Saved data entries
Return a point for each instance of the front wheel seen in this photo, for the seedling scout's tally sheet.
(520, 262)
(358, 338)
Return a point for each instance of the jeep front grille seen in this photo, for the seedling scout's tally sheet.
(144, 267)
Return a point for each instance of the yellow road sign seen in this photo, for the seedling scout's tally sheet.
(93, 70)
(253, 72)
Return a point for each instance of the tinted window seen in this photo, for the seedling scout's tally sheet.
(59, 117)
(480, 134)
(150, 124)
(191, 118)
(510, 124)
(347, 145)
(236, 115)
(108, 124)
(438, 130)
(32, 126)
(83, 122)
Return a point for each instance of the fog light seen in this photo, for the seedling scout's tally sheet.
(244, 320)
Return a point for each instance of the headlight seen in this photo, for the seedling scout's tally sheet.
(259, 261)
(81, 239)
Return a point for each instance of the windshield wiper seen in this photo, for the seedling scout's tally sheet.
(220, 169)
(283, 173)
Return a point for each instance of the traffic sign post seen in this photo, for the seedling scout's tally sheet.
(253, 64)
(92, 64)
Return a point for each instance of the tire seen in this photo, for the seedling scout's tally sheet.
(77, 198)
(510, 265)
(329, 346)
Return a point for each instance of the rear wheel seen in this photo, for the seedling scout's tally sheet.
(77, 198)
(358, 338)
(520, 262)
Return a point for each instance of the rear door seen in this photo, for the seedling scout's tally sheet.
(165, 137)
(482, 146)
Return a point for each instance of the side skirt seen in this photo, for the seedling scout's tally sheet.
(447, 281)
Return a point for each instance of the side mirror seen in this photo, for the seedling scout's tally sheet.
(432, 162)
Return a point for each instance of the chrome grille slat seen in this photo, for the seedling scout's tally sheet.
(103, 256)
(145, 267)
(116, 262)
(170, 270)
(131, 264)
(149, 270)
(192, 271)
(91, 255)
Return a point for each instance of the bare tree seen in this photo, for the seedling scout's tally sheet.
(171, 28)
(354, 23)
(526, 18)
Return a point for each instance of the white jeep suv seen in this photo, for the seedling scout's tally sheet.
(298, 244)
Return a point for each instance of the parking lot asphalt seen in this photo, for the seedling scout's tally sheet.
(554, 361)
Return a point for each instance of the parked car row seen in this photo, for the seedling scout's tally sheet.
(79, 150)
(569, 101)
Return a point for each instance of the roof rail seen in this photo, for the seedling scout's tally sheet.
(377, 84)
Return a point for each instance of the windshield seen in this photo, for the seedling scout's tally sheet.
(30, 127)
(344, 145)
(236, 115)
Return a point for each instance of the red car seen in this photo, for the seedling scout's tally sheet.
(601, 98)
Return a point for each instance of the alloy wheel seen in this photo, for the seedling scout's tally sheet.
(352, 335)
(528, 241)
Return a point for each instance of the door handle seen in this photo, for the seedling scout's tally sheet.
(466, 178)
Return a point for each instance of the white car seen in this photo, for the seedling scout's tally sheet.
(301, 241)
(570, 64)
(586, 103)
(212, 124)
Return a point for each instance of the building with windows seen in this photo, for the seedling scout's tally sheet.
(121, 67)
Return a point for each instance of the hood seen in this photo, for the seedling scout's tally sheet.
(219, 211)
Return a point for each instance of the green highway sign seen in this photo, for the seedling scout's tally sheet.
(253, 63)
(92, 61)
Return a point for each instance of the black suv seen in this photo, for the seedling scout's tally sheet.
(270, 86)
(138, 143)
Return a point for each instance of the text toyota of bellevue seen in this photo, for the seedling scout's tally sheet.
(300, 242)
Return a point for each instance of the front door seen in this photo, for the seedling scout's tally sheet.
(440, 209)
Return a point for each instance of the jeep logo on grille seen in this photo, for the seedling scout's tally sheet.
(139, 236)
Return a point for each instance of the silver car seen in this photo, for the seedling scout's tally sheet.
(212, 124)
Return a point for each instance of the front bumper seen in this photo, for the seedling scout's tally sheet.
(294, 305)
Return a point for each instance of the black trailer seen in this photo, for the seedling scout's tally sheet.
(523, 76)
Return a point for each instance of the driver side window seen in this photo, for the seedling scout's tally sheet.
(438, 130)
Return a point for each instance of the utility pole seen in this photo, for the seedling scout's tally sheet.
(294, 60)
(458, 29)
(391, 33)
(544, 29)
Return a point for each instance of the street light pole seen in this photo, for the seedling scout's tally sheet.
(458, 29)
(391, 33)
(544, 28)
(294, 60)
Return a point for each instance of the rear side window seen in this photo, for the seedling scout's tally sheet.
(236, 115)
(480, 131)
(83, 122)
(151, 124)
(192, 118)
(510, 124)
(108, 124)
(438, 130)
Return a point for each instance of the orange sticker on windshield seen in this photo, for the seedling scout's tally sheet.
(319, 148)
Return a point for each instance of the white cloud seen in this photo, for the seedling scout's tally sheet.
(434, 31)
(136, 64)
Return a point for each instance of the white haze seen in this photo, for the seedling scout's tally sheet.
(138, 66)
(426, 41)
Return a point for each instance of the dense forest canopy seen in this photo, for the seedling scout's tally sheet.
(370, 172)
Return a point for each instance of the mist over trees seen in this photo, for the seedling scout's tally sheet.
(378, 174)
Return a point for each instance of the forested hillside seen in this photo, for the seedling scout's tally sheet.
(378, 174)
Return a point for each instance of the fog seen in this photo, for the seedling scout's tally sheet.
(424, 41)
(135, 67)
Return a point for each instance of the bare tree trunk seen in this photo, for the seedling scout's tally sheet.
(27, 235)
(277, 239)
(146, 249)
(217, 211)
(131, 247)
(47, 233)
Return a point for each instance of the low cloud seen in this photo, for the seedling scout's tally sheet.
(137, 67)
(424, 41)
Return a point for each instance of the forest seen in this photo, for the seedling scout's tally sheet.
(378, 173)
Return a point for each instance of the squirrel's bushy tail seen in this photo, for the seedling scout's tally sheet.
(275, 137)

▸ **ASSIGNMENT**
Print each entry above again, exactly as it was given.

▸ **RESULT OF THE EXERCISE**
Return a point for each instance of the front wheel seen in this photo, for the seedling scout's tally sheet.
(520, 262)
(358, 338)
Return a point for each instance of the jeep front grille seen in this photo, for the seedling scout's tally sheet.
(144, 267)
Return a point for each instance of the yellow road sign seen in this photo, for the seedling scout's tally sheet.
(93, 70)
(253, 72)
Return a point for each instance of the tinted window seen in this photo, for the seedling scout's tally sheet.
(59, 117)
(480, 134)
(150, 124)
(191, 118)
(510, 124)
(347, 145)
(236, 115)
(108, 124)
(438, 130)
(32, 126)
(83, 122)
Return a point for each instance of the fog light seen in this photo, for the seedling scout's tally sheet.
(244, 320)
Return a point for each instance of the headlight seen in this photo, for the seedling scout's tally sheet.
(259, 261)
(81, 239)
Return a point for each instance of the windshield wiper seen in this photo, for the seedling scout's tally sheet.
(220, 169)
(283, 173)
Return a point for each instance of the traffic sign post seen in this photo, for the seedling scout's tally sheet.
(253, 64)
(92, 64)
Return a point for each instance of the tire seen in this photo, for the seedling scout's tally sheet.
(77, 198)
(510, 265)
(329, 346)
Return a point for each instance of the rear wheel seen in this photo, for the seedling scout's tally sheet.
(77, 198)
(358, 338)
(520, 262)
Return a point for each instance of the rear door seen in this photo, for the seedling scout's tally sheet.
(165, 137)
(482, 146)
Return a point for each instance of the side skirt seen in this photo, for the seedling scout's tally sheet.
(447, 281)
Return a point for each instance of the side mirror seen in this photo, for the seedling scout's tally sheet.
(432, 162)
Return a point for each instance of the chrome grille slat seen in this photo, for the seedling scout's tally sheet.
(103, 256)
(145, 267)
(116, 262)
(170, 270)
(131, 264)
(149, 270)
(192, 271)
(91, 255)
Return a point for each instance of the bare tree seen in this photo, for the seedling scout's tally sheet.
(171, 28)
(354, 23)
(526, 18)
Return a point for each instance of the white jeep suv seen in this photo, for the seedling scout's tally sheet.
(298, 244)
Return a point for each instance of the parking lot asphalt seen in this photo, for the seedling scout's tally sheet.
(554, 361)
Return a point for each instance of the parked car row seen in this photo, for the seedling scout's tally sheet.
(79, 150)
(569, 101)
Return a point for each instance of the roof rail seen in this photo, for the seedling scout's tally sheet.
(377, 84)
Return a point for each instance of the windshield seen in this photo, for the seedling scout's tally sheet.
(30, 127)
(344, 145)
(236, 115)
Return a point for each instance of the red car seen in this photo, for the seedling scout's tally sheet.
(601, 98)
Return a point for each instance of the alloy wheel seen in this photo, for the seedling scout's tally sheet.
(352, 335)
(528, 241)
Return a point for each instance of the door handle seen in this photo, for the seedling scout's tally sheet.
(466, 178)
Return a point for each instance of the white car seen in this photo, for the seedling scout's tally sheet.
(301, 241)
(570, 64)
(586, 103)
(212, 124)
Return a point for each instance of the building with windows seen in this photo, for the seedling scout's tally sheet.
(121, 67)
Return a point for each instance of the hood seen in this photo, for the seedling scout's tally sheet.
(219, 211)
Return a point for each instance of the green highway sign seen in this photo, for the seedling scout's tally sheet.
(253, 63)
(92, 61)
Return a point for each instance of the black suv seen in this photo, for the seedling scout's tally sheet.
(270, 86)
(138, 143)
Return a point for each instance of the text toyota of bellevue seen in this photo, for the seedling scout's tally sheet.
(300, 242)
Return a point for each instance of the front door seen in this photo, for the seedling scout's tally sheet.
(440, 209)
Return a point for each instance of the jeep logo on grille seen in this photo, for the seedling scout's tally sheet.
(139, 236)
Return a point for each instance of the silver car seen in this photo, for the seedling scout's tally sheet.
(212, 124)
Return a point for each instance of the front bumper seen in this photo, for the seedling scout's tally sheet.
(294, 305)
Return a point for each instance of the black trailer seen in this photo, for the seedling scout's tally sheet.
(523, 76)
Return a point for each instance of the driver side window seen in this photo, for the seedling scout's tally sheet.
(438, 130)
Return a point for each instance of the utility pole seen in this photo, for the seedling scout's tally sheet.
(294, 60)
(458, 29)
(391, 33)
(544, 29)
Return a point for each instance of the street light pole seen in this photo, for the seedling scout's tally sheet.
(458, 29)
(391, 33)
(544, 28)
(294, 60)
Return a point for each instance of the rear side window seen in this photo, for the seedling scout's tally sheet.
(236, 115)
(480, 131)
(83, 122)
(151, 124)
(192, 118)
(510, 124)
(108, 124)
(438, 130)
Return a point for each instance of the orange sticker on windshield seen in this photo, for the seedling scout's tally sheet.
(319, 148)
Return a point for each instance of the white cloud seen in this photo, for the seedling scout's tally sheet.
(434, 31)
(136, 64)
Return a point for each instance of the white haze seen in this photo, for the seedling scout's tally sheet.
(138, 66)
(426, 41)
Return a point for each instance of the dense forest canopy seen in this photo, for the seedling scout's tally sheet.
(370, 172)
Return a point for each instance of the mist over trees seen in this photo, for the seedling scout's tally sheet.
(378, 174)
Return a point for each instance of the forested hillside seen in this photo, for the seedling scout's tally sheet.
(378, 174)
Return a point for each instance of the fog seen in this photo, for the seedling scout's tally sheet.
(424, 41)
(135, 67)
Return a point for each instance of the bare tree trunk seen in this photo, for the seedling scout's tally sheet.
(27, 235)
(277, 239)
(146, 249)
(217, 211)
(131, 247)
(47, 233)
Return a point for each instance of the low cloud seen in this photo, for the seedling scout's tally sheet.
(137, 67)
(424, 41)
Return a point for each instance of the forest seen in this photo, for the seedling scout's tally sheet.
(378, 173)
Return a point for each instance of the squirrel's bushy tail seen in this photo, for the seedling scout's tally sheet.
(275, 137)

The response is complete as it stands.